* Задание 1:
Можете представить в виде таблицы Markdown с колонками «Номер» и «Содержание» записи от строки с «Drone-based agricultural survey in progress. Pinpoint straw» до строки с «[25,424,122,486]» включительно? Пустые строки пропустите, а каждую строку пронумеруйте по порядку.

* Отрывок текста:
Что же было в пути? Проезжали мы Орехово-Зуево (значит, очень близко от Москвы). Кстати, везла я из Ленинграда только две книжки: поваренную книжку «Кухарка за повара» (такая маленькая, единственная в мамином хозяйстве) и атлас СССР — Яшин (есть у меня и теперь).
Проезжали Ярославль. Тут я рано утром, только прибыли, помчалась в город искать Володю, который, я знала (откуда знала?), лежал в госпитале, снятый с поезда.
Ещё только начали ходить трамваи, я поехала в центр. Но какой-то добрый человек, узнав, что я «с эшелона», сказал: «Как? Вы из эшелона? У вас там дети? Немедленно возвращайтесь в вагон! Никого не ищите! Вы не знаете, сколько народу каждый день отстаёт от своего поезда!» И я вернулась.
Не помню, как встретила меня в этот день Ляля, но часто, встречая меня у вагона, она стояла вся в слезах от страха, что я не приду, опоздаю (на Ляле было серое зимнее пальто и серая кроличья остроконечная шапочка с ушами. Вся — серенькая, как и её глаза).
На станциях вдоль всего пути у окошечек касс были наклеены бесконечные записки-объявления: «Лёню, Машу и Колю Козловых разыскивает их мать М. К. Козлова», «Оля и Николай Фёдоровы ищут свою мать Фёдорову…» и т. д. Так что моя поездка в Ярославль была действительно неразумна. Поезда не придерживались никакого расписания.
Где-то по дороге, на станции, у вагона, стояла женщина с куском хлеба (граммов 400) и предлагала хлеб тому, кто похоронит её мужа. Мы постояли с Лялей, глядя на хлеб, и помечтали заработать его так, но не решились. Как копать? Чем? Где? Успеем ли?
Были у меня с собой две вещи для обмена: табак и мыло. На одной станции я вошла в домик железнодорожника (стрелочника, наверное) с табаком и вдруг увидела в миске натолчённую горячую картошку с кожурой. «Что вы хотите?» — спрашивает он меня. «Вот это», — говорю, не в силах оторвать глаз от миски. — «Да ведь это курам приготовлено!» — «Ничего. Давайте мне». Так и перевалила к себе в котелок куриный обед. Как-то вечером приходит в вагон радостная Ляля: повезло! Какой-то человек на платформе дал ей варёную жилу белую, большую. Сосали, сосали мы её ночью, раздирали, жевали — а она ведь не жуётся… Эти два случая были уже после Козлова, когда ехали мы не в теплушке.

* Показанные записи:

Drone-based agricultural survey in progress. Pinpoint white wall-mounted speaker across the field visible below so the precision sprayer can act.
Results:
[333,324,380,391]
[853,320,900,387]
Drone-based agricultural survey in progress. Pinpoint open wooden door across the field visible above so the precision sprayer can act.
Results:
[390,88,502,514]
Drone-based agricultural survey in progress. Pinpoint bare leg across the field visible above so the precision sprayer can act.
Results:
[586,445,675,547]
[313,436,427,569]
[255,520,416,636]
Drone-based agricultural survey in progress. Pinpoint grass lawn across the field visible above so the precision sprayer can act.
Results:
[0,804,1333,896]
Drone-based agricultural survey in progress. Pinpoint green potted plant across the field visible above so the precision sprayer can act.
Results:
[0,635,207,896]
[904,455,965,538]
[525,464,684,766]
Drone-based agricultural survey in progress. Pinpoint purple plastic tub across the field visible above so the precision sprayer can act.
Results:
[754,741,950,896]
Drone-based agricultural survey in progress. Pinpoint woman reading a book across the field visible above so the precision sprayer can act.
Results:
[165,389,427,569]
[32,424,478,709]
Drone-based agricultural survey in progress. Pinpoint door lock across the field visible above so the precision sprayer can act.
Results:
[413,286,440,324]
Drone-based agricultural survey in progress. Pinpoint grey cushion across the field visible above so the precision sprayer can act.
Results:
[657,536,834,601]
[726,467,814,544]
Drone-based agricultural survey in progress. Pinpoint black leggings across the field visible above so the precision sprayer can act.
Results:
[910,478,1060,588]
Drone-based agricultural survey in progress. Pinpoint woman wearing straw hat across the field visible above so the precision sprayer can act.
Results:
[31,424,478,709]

--

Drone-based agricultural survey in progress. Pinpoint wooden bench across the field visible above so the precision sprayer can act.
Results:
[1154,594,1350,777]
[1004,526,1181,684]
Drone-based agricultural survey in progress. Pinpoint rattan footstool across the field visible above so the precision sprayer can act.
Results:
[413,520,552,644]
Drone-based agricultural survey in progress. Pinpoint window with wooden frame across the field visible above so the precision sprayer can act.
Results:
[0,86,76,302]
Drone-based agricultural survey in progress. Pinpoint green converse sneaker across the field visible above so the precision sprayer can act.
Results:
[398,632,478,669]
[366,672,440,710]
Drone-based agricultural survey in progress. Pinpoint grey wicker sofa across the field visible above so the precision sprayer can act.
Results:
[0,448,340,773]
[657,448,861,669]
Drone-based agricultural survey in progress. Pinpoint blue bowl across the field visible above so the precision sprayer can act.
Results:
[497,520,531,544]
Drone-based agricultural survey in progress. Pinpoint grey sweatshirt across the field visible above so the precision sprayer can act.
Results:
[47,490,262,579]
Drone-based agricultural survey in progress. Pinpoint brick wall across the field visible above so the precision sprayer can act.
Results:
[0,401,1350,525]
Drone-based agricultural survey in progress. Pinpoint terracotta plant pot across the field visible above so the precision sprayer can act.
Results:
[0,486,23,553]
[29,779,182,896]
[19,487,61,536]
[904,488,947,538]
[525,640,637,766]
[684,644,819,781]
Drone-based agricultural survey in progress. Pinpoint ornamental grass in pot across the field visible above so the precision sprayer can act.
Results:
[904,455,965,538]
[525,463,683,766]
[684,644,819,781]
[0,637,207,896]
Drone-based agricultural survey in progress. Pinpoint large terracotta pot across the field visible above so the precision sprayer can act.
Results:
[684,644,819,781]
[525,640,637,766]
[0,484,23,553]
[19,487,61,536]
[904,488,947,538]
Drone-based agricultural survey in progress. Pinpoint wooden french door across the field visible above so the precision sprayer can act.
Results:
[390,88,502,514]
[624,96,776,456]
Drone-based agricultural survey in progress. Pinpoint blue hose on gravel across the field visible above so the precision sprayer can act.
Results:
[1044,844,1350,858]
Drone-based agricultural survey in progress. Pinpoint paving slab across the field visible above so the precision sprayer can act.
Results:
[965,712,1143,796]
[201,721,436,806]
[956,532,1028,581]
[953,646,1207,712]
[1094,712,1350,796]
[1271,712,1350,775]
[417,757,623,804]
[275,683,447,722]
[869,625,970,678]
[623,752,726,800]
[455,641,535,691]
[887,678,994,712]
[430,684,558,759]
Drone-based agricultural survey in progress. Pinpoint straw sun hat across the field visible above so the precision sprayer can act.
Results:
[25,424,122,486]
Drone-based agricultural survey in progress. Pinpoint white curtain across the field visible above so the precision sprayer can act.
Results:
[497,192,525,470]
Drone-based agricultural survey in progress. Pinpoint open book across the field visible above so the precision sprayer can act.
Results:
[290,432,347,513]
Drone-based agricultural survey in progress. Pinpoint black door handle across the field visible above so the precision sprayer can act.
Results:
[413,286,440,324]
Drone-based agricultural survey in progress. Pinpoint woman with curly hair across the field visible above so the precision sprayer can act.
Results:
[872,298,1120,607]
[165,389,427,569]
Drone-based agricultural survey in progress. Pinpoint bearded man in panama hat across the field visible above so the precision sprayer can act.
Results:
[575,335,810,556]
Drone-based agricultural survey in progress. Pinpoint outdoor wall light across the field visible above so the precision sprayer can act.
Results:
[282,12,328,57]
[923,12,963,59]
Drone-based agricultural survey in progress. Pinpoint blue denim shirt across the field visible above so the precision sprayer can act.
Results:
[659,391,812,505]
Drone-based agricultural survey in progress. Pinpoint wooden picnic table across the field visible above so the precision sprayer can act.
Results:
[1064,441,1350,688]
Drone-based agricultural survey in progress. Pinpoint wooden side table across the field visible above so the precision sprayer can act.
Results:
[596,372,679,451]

--

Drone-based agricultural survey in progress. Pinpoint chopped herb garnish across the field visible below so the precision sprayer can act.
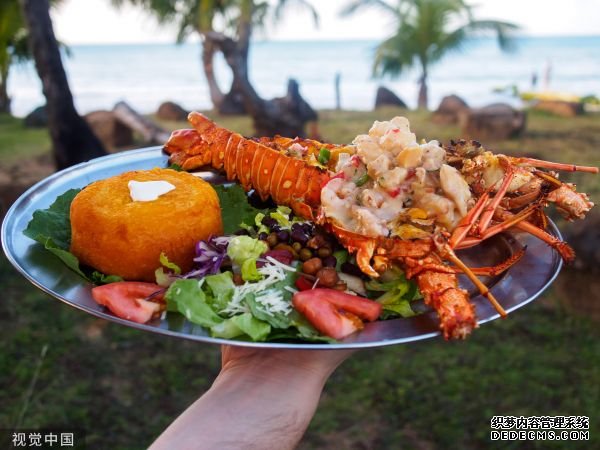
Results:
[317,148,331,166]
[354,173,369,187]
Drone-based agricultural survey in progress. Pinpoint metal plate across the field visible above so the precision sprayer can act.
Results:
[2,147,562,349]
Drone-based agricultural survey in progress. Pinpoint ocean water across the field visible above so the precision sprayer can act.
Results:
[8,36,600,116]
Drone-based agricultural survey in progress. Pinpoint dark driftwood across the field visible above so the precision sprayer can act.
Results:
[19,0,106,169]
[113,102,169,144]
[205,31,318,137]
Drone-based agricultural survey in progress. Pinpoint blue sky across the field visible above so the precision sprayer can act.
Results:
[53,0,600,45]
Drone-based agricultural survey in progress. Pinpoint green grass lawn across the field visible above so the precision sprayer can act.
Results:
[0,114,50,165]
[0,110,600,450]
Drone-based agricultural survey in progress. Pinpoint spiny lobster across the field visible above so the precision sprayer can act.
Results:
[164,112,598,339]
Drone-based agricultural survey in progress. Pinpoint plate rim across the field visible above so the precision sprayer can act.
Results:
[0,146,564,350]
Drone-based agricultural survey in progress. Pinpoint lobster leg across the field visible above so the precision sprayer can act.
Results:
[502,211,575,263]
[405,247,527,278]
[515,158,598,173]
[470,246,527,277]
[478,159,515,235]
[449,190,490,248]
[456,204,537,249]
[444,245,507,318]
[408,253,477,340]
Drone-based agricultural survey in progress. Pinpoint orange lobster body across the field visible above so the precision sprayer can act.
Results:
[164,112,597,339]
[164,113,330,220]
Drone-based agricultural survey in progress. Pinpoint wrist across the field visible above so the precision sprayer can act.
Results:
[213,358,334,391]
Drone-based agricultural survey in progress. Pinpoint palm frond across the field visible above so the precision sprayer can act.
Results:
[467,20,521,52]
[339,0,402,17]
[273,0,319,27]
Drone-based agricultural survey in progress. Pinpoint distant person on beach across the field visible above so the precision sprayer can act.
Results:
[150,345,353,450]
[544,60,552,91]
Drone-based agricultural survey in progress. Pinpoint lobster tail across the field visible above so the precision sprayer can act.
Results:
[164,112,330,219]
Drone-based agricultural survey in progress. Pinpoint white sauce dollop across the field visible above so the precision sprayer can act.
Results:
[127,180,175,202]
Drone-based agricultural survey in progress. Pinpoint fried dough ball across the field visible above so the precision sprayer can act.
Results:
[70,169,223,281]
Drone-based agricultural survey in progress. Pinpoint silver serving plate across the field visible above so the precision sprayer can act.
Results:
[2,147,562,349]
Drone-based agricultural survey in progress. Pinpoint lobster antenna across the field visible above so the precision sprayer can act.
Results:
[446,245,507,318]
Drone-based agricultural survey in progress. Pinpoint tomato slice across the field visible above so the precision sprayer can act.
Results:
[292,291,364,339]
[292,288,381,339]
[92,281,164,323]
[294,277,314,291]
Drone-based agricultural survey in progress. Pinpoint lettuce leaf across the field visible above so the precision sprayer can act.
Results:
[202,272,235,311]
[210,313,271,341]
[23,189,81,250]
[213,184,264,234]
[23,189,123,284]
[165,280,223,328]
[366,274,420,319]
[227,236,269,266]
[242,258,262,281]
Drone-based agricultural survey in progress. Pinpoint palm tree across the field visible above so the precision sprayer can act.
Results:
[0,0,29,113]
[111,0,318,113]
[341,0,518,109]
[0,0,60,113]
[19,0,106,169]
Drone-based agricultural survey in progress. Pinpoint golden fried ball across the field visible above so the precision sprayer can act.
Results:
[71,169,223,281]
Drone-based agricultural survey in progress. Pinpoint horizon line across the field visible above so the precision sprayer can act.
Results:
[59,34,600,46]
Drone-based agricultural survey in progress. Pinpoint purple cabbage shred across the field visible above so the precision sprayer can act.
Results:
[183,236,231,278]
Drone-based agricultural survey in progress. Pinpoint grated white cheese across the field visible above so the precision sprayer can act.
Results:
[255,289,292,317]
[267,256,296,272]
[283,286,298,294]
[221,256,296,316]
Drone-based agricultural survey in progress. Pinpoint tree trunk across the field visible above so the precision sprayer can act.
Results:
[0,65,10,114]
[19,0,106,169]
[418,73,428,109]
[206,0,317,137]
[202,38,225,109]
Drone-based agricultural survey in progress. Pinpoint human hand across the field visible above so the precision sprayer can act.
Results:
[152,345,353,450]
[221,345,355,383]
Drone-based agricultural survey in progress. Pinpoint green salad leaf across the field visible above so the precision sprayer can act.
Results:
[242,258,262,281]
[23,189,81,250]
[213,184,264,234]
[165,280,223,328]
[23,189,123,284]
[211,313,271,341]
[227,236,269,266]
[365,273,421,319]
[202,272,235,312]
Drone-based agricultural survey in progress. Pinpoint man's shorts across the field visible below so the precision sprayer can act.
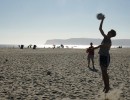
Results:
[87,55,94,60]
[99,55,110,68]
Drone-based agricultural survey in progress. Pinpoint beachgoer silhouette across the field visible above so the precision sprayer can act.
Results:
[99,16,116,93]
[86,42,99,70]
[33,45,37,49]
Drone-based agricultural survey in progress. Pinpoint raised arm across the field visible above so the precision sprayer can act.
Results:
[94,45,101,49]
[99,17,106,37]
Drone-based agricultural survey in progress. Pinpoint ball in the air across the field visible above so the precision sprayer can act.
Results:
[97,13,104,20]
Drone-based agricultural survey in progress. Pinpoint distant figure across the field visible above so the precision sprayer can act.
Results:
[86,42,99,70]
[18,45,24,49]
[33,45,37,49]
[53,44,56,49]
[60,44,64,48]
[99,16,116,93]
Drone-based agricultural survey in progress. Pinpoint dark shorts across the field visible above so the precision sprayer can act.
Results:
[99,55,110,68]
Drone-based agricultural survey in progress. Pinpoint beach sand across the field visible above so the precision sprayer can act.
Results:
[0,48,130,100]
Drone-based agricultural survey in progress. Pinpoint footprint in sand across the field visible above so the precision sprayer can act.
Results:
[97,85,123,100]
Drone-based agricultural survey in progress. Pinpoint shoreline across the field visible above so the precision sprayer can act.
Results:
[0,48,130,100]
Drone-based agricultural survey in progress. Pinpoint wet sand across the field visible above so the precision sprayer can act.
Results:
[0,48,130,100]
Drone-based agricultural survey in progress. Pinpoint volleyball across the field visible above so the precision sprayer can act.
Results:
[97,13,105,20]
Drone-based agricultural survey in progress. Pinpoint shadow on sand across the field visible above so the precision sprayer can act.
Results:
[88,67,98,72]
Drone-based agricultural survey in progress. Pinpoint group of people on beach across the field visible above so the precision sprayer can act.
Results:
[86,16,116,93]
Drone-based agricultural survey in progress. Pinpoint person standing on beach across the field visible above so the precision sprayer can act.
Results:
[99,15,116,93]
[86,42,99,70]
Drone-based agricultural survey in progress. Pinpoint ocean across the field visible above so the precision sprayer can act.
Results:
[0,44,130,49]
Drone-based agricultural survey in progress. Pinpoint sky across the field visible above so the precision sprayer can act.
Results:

* Задание 2:
Обновите отрывок текста от «Проезжали Ярославль. Тут» до «И я вернулась.», поставив «лазарете» вместо «госпитале».

* Верный ответ 1:
| Номер | Содержание |
|---|---|
| 1 | Drone-based agricultural survey in progress. Pinpoint straw sun hat across the field visible above so the precision sprayer can act. |
| 2 | Results: |
| 3 | [25,424,122,486] |

* Верный ответ 2:
Проезжали Ярославль. Тут я рано утром, только прибыли, помчалась в город искать Володю, который, я знала (откуда знала?), лежал в лазарете, снятый с поезда.
Ещё только начали ходить трамваи, я поехала в центр. Но какой-то добрый человек, узнав, что я «с эшелона», сказал: «Как? Вы из эшелона? У вас там дети? Немедленно возвращайтесь в вагон! Никого не ищите! Вы не знаете, сколько народу каждый день отстаёт от своего поезда!» И я вернулась.